(Rows from a dataset)
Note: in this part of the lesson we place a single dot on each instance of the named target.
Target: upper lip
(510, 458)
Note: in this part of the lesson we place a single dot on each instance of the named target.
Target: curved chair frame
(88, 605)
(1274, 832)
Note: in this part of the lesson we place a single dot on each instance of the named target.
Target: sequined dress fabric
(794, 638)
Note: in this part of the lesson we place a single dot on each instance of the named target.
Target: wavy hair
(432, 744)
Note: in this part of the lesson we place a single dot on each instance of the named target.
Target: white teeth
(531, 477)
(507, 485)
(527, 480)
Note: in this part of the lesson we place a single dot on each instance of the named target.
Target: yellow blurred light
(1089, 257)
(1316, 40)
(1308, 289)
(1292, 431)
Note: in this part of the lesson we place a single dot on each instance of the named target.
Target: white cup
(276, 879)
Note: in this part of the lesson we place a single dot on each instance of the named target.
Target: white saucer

Your task: Copy out all of the items above word for word, changing nothing.

Reply:
Note: in this part of the lesson we place a single dot on each instance of the named target.
Target: upper lip
(510, 458)
Note: in this part of the lesson we place a single dot on each instance of the named target.
Target: curved chair frame
(88, 605)
(1274, 832)
Note: in this part of the lesson we place a single dot on each instance of the named target.
Target: sequined dress fabric
(794, 638)
Note: in this part of the lesson we place a single dot on each instance of the named target.
Target: wavy hair
(432, 744)
Note: in this part of the lesson we place a single dot on each instance of the named target.
Target: white teeth
(531, 477)
(507, 485)
(527, 480)
Note: in this part of the lesson we place a single dot on each instance of the named target.
Target: yellow blurred light
(1089, 257)
(1316, 40)
(1308, 289)
(1292, 431)
Note: in this part of the lesson we place a single dot on each instance of the named target.
Target: white cup
(276, 879)
Note: in this part of the lesson we place a single dot on each instance of the named target.
Target: white saucer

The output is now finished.